_What the exercise asks_: Start at the line that contains "road. Overlapping instances should get separate boxes.". Repeat it and each line after it, exactly, up to and including the final line of the data.

_Given entries_:

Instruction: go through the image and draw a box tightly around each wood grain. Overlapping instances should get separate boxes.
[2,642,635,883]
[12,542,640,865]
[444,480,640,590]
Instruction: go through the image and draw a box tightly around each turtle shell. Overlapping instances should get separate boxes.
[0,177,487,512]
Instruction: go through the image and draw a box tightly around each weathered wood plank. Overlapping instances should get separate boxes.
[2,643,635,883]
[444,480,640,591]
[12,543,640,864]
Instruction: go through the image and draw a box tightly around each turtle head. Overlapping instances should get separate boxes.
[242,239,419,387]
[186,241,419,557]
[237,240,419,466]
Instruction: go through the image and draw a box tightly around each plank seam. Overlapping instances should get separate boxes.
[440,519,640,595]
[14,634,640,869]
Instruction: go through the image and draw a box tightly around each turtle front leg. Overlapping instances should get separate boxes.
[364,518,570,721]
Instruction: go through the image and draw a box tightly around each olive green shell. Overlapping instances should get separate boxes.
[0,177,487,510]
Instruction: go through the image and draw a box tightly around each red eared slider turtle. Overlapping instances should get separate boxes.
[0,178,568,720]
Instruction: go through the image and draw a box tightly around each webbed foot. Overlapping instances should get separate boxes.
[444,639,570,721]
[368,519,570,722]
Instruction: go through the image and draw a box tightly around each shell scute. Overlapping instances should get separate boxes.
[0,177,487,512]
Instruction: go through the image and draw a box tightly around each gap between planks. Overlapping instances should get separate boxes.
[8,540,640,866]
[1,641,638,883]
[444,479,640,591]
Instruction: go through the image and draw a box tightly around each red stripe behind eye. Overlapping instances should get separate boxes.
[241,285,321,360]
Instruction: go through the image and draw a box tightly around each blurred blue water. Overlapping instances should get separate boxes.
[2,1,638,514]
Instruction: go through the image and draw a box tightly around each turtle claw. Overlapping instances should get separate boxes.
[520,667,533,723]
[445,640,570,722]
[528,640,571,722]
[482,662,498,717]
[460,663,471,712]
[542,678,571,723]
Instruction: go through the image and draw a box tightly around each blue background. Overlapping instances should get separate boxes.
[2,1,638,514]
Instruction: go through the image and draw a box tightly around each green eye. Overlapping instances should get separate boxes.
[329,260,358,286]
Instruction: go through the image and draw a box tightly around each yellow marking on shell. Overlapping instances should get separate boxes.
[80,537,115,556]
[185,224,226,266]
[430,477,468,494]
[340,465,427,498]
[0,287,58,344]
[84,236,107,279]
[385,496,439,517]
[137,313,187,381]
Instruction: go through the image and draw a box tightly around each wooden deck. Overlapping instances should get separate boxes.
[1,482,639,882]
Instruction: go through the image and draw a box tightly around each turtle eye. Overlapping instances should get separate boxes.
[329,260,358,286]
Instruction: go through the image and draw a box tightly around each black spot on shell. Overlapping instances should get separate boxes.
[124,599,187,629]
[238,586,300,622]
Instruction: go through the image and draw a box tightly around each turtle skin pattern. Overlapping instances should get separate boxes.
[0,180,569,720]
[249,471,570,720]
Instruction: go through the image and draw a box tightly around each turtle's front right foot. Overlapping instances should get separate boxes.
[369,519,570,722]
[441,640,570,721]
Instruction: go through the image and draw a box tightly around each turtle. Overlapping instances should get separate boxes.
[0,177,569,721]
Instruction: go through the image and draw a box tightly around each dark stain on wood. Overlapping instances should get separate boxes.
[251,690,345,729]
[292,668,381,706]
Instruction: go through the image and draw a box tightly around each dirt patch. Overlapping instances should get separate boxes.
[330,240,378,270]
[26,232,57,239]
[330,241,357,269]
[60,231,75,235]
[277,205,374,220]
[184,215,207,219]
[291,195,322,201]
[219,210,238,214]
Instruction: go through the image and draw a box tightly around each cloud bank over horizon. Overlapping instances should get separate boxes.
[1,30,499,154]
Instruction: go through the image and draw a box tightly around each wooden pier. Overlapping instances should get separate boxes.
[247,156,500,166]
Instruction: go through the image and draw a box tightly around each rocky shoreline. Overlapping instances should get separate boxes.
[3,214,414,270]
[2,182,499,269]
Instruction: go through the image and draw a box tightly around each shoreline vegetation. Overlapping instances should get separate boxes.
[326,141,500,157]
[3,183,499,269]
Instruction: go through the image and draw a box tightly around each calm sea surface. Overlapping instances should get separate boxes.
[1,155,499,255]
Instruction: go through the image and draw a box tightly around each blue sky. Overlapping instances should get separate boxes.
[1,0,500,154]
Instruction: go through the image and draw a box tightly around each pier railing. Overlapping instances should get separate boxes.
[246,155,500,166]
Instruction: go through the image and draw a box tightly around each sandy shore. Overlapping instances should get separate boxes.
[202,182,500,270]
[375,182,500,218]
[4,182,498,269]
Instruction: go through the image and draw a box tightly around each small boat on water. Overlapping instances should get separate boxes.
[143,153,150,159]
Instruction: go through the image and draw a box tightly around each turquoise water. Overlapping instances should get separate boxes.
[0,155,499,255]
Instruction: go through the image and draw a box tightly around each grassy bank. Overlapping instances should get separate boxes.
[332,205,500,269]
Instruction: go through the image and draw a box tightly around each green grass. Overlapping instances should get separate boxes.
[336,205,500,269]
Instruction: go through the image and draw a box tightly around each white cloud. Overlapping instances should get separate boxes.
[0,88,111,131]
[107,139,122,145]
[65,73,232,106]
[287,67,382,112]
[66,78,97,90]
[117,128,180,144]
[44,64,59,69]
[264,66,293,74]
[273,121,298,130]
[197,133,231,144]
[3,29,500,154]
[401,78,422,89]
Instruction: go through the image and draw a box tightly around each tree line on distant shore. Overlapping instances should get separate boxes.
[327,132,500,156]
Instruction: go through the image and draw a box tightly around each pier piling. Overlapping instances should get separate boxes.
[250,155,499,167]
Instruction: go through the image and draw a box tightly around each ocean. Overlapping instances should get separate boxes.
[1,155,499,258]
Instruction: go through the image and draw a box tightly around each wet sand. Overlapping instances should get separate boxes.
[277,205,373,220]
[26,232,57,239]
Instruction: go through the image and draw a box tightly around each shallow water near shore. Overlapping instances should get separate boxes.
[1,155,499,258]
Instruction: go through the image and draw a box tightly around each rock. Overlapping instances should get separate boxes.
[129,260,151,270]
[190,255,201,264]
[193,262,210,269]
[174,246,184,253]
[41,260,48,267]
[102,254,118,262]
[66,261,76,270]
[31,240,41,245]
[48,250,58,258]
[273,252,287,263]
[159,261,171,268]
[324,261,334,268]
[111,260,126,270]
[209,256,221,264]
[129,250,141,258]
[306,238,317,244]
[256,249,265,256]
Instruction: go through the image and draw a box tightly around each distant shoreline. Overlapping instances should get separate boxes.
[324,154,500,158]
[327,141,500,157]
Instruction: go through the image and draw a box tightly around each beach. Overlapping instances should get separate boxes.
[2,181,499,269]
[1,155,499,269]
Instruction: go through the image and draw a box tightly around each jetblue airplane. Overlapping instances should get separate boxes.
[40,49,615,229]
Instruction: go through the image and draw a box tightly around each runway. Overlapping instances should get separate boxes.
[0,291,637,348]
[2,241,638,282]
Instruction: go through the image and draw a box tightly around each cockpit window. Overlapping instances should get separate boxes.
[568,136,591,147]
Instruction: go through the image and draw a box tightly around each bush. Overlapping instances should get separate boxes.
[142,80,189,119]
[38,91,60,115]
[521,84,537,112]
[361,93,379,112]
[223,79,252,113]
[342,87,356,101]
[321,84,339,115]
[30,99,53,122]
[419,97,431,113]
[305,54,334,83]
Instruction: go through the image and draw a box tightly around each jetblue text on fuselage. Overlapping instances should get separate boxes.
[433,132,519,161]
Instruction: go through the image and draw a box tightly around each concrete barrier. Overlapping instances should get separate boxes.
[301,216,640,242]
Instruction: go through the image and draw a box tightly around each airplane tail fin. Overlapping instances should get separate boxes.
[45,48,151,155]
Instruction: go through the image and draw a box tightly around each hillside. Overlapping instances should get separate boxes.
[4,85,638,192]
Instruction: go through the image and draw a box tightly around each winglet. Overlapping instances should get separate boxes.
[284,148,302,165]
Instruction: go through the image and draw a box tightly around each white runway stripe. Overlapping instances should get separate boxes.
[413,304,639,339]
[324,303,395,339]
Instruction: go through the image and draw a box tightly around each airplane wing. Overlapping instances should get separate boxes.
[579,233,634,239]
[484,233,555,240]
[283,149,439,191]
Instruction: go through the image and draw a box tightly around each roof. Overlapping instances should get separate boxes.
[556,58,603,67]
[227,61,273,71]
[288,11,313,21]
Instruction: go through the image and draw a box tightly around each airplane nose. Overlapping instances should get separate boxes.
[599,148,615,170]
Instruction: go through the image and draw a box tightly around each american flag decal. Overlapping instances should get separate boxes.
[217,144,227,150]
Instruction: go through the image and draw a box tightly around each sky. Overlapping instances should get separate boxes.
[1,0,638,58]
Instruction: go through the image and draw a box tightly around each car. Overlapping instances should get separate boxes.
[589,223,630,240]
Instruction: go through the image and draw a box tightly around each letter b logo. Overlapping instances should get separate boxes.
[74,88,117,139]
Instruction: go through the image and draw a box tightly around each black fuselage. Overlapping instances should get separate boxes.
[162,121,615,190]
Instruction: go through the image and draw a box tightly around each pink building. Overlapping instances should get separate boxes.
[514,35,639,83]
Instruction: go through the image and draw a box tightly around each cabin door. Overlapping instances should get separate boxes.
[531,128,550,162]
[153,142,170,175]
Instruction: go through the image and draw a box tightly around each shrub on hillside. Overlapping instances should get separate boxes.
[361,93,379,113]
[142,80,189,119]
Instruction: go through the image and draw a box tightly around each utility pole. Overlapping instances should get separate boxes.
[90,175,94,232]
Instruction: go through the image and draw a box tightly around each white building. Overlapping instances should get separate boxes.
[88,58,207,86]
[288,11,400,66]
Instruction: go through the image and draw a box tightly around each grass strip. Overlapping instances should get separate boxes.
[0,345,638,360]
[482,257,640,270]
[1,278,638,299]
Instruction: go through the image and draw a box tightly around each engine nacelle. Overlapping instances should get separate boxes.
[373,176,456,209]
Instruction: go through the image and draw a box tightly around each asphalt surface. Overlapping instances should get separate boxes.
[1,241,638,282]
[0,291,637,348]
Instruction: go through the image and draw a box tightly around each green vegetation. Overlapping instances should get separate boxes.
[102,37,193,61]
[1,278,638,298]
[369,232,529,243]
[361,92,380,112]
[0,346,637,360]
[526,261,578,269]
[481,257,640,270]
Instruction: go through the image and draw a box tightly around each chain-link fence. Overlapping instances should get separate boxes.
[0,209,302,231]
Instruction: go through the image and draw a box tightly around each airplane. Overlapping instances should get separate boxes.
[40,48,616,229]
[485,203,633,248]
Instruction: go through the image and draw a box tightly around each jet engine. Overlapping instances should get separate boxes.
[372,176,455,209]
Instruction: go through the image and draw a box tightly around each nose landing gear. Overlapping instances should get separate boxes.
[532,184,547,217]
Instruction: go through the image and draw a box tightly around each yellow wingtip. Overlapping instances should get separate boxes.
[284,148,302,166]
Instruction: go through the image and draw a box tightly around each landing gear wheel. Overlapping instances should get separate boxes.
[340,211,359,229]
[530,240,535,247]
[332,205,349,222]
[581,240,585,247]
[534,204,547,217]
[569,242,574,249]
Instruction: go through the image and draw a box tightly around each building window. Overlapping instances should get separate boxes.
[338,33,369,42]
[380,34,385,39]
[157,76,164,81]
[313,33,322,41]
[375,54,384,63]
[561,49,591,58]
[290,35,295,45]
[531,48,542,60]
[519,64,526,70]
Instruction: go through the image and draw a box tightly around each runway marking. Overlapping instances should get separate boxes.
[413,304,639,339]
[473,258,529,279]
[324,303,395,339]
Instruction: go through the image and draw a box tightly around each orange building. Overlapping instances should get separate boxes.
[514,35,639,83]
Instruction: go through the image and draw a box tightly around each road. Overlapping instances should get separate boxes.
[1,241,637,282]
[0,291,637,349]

_Expected output_:
Instruction: go through the image and draw a box tightly around each road. Overlapping instances should get separate boxes.
[1,241,637,282]
[0,291,637,349]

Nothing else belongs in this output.